How many lines in these records hold the string "instance"? State only that number.

**Records excerpted from a collection:**

_ _ _ _ _

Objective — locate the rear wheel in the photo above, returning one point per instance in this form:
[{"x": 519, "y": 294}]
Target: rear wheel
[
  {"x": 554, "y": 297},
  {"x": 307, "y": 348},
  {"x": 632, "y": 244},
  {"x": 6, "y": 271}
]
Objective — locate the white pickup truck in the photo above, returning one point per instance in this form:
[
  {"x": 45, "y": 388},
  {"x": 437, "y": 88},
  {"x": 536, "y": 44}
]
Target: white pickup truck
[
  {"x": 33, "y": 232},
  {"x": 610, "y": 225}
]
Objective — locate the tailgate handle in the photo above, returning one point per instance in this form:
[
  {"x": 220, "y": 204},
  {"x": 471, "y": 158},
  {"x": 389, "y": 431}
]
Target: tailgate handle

_ _ _ _ _

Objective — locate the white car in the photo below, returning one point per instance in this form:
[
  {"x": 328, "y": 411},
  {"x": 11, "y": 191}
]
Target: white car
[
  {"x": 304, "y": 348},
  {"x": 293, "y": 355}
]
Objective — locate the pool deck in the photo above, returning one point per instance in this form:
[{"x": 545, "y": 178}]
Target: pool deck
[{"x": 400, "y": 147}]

_ _ _ _ _

**Expected answer:** 5